Your assignment: All of the entries below should be printed exactly; the pictures are to be left out.

Image-backed grounding data
************
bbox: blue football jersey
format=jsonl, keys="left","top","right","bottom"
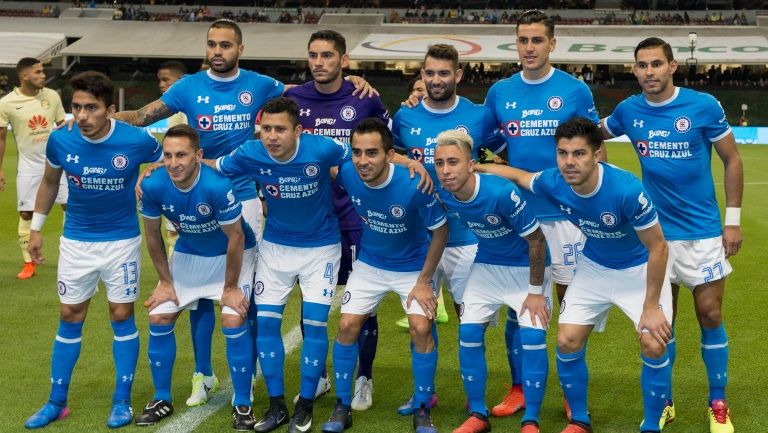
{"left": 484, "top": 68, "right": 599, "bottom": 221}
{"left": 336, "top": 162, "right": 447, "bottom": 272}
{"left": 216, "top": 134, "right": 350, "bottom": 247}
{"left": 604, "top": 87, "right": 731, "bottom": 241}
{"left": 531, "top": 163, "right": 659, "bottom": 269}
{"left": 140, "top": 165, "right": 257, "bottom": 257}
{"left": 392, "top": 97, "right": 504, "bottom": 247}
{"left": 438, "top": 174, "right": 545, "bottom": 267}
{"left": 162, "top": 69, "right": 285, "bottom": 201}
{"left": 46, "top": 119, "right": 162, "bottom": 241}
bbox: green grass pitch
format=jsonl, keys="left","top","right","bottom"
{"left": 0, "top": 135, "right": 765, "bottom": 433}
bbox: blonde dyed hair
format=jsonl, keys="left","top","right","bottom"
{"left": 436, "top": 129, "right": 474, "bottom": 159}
************
Solution to this exercise:
bbox: blue football jersey
format=jsonl, keys="left","top","right","bottom"
{"left": 484, "top": 68, "right": 599, "bottom": 221}
{"left": 336, "top": 162, "right": 447, "bottom": 272}
{"left": 216, "top": 134, "right": 350, "bottom": 247}
{"left": 604, "top": 87, "right": 731, "bottom": 241}
{"left": 531, "top": 163, "right": 659, "bottom": 269}
{"left": 140, "top": 165, "right": 257, "bottom": 257}
{"left": 392, "top": 97, "right": 504, "bottom": 247}
{"left": 438, "top": 174, "right": 545, "bottom": 267}
{"left": 162, "top": 69, "right": 285, "bottom": 201}
{"left": 46, "top": 119, "right": 162, "bottom": 241}
bbox: green grass pitch
format=jsonl, keys="left","top","right","bottom"
{"left": 0, "top": 135, "right": 765, "bottom": 433}
bbox: blonde dyed hair
format=jsonl, keys="left","top","right","bottom"
{"left": 436, "top": 129, "right": 474, "bottom": 159}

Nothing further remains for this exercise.